BEGIN LISTED RECORDS
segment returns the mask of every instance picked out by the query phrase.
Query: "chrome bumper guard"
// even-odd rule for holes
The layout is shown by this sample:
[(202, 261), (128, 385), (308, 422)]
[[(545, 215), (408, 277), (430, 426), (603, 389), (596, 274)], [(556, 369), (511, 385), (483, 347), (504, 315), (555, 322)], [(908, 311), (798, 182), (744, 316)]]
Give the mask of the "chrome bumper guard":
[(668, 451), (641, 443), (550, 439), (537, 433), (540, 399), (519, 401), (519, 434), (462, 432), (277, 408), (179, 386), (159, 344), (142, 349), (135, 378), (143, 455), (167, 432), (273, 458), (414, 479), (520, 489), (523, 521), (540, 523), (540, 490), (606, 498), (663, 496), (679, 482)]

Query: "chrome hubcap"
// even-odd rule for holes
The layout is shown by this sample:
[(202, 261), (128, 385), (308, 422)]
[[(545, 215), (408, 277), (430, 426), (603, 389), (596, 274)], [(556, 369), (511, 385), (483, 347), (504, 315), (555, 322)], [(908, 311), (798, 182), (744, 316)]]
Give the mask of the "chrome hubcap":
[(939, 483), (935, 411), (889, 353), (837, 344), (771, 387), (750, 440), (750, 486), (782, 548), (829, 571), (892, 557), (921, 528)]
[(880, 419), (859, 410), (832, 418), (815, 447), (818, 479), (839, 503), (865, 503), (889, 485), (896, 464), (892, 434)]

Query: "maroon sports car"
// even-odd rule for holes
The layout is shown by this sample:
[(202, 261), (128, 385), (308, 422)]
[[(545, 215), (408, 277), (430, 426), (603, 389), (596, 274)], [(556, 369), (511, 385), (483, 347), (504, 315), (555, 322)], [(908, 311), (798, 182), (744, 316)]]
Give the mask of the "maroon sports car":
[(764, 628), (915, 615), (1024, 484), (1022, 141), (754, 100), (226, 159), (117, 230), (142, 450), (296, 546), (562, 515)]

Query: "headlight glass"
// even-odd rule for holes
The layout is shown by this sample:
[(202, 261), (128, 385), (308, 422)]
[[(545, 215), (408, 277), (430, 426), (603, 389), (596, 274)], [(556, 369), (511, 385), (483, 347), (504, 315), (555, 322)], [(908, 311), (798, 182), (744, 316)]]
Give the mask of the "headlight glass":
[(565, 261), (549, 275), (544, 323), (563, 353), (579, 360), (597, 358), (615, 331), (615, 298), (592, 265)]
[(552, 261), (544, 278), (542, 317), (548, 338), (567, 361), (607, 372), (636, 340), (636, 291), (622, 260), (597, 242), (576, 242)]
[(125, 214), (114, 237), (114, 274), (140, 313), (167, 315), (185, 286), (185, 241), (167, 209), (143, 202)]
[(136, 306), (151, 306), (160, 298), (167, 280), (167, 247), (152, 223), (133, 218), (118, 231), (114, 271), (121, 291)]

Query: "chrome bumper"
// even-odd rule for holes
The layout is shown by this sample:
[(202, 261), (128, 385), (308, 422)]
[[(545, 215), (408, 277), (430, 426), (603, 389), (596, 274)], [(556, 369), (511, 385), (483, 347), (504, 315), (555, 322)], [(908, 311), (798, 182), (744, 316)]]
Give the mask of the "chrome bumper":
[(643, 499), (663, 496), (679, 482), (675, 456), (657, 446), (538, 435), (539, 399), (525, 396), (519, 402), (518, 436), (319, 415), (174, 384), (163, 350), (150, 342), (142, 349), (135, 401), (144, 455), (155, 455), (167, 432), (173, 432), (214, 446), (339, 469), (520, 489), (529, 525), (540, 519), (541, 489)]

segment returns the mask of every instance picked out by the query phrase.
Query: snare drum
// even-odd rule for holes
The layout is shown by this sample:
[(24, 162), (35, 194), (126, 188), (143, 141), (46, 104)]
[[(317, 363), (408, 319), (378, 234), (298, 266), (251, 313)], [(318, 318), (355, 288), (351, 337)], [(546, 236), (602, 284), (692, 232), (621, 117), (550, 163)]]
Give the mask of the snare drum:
END LISTED RECORDS
Copy out every entry, keeping each line exactly as it is.

**COMPLETED TASK:**
segment returns the mask of every instance picked out by the query phrase.
Query: "chrome bumper guard"
// even-odd rule for holes
The layout is shown by this sample:
[(202, 261), (128, 385), (308, 422)]
[[(545, 215), (408, 277), (430, 426), (603, 389), (596, 274)], [(556, 369), (511, 385), (483, 347), (504, 315), (555, 322)], [(908, 311), (798, 182), (744, 316)]]
Give the mask of the "chrome bumper guard":
[(668, 451), (641, 443), (550, 439), (537, 433), (540, 399), (519, 401), (519, 434), (462, 432), (277, 408), (179, 386), (159, 344), (142, 349), (135, 378), (143, 455), (167, 432), (273, 458), (414, 479), (520, 489), (523, 521), (540, 523), (540, 490), (606, 498), (663, 496), (679, 482)]

Query: "chrome hubcap"
// even-odd rule for holes
The layout is shown by this sample:
[(202, 261), (128, 385), (308, 422)]
[[(545, 215), (408, 277), (430, 426), (603, 389), (596, 274)], [(556, 369), (511, 385), (483, 347), (504, 315), (555, 322)], [(908, 311), (798, 182), (744, 316)]]
Give the mask of the "chrome hubcap":
[(939, 483), (935, 411), (889, 353), (837, 344), (771, 387), (750, 440), (750, 486), (782, 548), (829, 571), (892, 557), (921, 528)]
[(880, 419), (859, 410), (832, 418), (815, 447), (818, 479), (839, 503), (865, 503), (889, 485), (896, 464), (892, 434)]

Query: "maroon sports car"
// even-odd rule for holes
The layout is shown by this sample:
[(202, 261), (128, 385), (308, 422)]
[[(545, 215), (408, 277), (430, 426), (603, 389), (596, 274)], [(556, 369), (511, 385), (483, 347), (504, 315), (555, 322)], [(908, 311), (798, 182), (744, 316)]]
Give the mask of the "maroon sports car":
[(764, 628), (915, 615), (1024, 484), (1022, 141), (754, 100), (226, 159), (117, 230), (142, 450), (296, 546), (562, 515)]

Query: "headlight glass"
// even-odd rule for holes
The layout is shown by this sample:
[(202, 261), (128, 385), (308, 422)]
[[(545, 215), (408, 277), (430, 426), (603, 389), (596, 274)], [(556, 369), (511, 385), (483, 347), (504, 315), (555, 322)], [(908, 311), (798, 182), (744, 316)]]
Give the mask of the "headlight glass":
[(565, 261), (549, 275), (544, 323), (563, 353), (579, 360), (597, 358), (615, 331), (615, 298), (592, 265)]
[(552, 261), (544, 278), (542, 317), (548, 338), (567, 361), (607, 372), (636, 340), (636, 291), (622, 260), (597, 242), (576, 242)]
[(125, 214), (114, 237), (114, 274), (140, 313), (167, 315), (185, 286), (185, 241), (167, 209), (143, 202)]
[(136, 306), (151, 306), (160, 298), (167, 280), (167, 247), (152, 223), (133, 218), (118, 231), (114, 271), (121, 291)]

Query: "chrome bumper"
// even-odd rule for holes
The layout is shown by this sample:
[(202, 261), (128, 385), (308, 422)]
[[(545, 215), (408, 277), (430, 426), (603, 389), (596, 274)], [(556, 369), (511, 385), (483, 347), (504, 315), (555, 322)], [(908, 311), (798, 182), (744, 316)]]
Give the mask of the "chrome bumper":
[(643, 499), (663, 496), (679, 482), (675, 456), (657, 446), (538, 435), (539, 399), (525, 396), (519, 402), (518, 436), (319, 415), (174, 384), (163, 350), (150, 342), (142, 349), (135, 401), (144, 455), (155, 455), (167, 432), (173, 432), (214, 446), (339, 469), (520, 489), (529, 525), (540, 519), (541, 489)]

segment returns the mask of every instance picked out by the query phrase.
Query: snare drum
// even-odd rule for holes
The layout is shown by this sample:
[(24, 162), (35, 194), (126, 188), (143, 141), (46, 104)]
[[(317, 363), (408, 319), (378, 234), (298, 266), (251, 313)], [(318, 318), (355, 288), (351, 337)], [(546, 236), (602, 284), (692, 232), (621, 117), (550, 163)]]
Give the mask of the snare drum:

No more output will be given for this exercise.